• _WHAT TO DO_:
Both the line with "Target: yellow line on road" and the line with "[ ] one point per instance of the tram windscreen" in the records below must appear in the output, along with every line between them, exactly and with nothing added.

Image point grounding data:
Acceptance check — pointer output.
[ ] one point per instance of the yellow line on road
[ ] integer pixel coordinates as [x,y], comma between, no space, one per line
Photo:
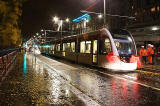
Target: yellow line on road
[118,77]
[148,72]
[131,81]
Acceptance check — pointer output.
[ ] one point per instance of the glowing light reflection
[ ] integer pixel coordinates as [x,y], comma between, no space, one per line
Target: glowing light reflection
[25,64]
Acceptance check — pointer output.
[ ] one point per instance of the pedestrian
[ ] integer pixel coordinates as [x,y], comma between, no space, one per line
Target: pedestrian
[153,53]
[149,50]
[143,54]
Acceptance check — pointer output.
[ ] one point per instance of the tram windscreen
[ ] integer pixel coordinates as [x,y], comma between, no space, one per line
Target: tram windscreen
[124,44]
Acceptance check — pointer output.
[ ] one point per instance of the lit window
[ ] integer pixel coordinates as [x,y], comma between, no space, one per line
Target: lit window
[95,46]
[58,47]
[82,47]
[108,45]
[135,13]
[153,9]
[132,7]
[158,8]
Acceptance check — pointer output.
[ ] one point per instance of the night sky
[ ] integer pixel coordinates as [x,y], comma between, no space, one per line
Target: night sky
[37,14]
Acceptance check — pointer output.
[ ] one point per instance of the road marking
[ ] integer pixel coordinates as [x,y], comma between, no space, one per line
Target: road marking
[148,72]
[87,99]
[126,79]
[111,75]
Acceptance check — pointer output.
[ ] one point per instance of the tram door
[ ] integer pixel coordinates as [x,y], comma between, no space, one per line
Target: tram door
[94,57]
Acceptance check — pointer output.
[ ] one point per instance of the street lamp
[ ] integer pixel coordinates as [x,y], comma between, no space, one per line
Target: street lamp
[104,13]
[55,19]
[100,16]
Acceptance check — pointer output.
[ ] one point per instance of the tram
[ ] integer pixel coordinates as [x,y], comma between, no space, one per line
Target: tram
[113,49]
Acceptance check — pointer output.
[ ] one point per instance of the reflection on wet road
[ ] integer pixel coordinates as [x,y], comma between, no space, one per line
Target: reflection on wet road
[124,89]
[45,81]
[30,84]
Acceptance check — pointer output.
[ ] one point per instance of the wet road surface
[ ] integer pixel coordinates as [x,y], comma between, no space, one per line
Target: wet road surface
[30,84]
[45,81]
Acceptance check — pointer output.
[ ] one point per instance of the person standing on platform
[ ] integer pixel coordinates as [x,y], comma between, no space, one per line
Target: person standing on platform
[149,50]
[143,54]
[153,53]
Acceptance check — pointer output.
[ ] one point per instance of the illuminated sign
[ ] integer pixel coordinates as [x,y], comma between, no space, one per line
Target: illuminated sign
[85,16]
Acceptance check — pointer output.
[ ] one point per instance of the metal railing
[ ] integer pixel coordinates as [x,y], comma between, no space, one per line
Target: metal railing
[7,58]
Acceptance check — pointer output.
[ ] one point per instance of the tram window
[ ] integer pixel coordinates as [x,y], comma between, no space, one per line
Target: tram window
[88,47]
[72,46]
[66,47]
[95,46]
[85,47]
[105,46]
[52,47]
[58,47]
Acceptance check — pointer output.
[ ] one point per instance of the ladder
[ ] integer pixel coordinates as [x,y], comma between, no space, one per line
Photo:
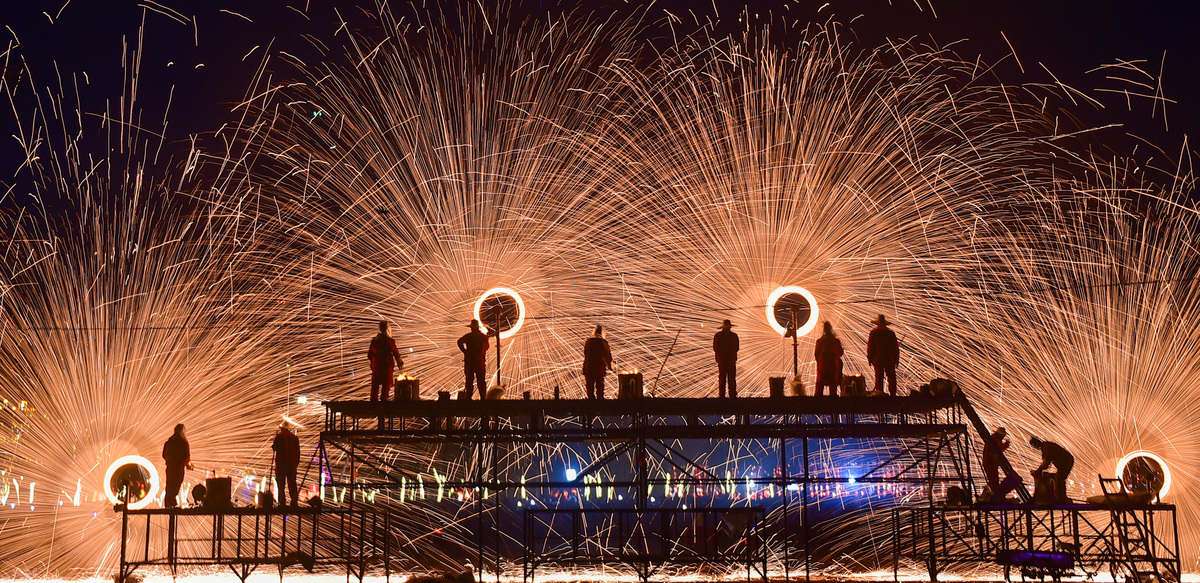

• _RESULT OF THE EXERCISE_:
Target: yellow line on road
[118,77]
[148,72]
[131,81]
Acceptance check — pointer output.
[ ] one point per instance of the glowing light reflection
[ ] integer pixel coordinates as [x,y], comma between, no space, one per line
Target: glowing light reflection
[25,64]
Acceptance check — pointer output.
[ ] one point per instance of the pedestrian
[ ] integer pixel coordinates as [x,y], comma between, no space, one per line
Target: pedestrian
[153,53]
[149,50]
[143,54]
Acceptance check — pointer output.
[ ] one point per instance of the tram windscreen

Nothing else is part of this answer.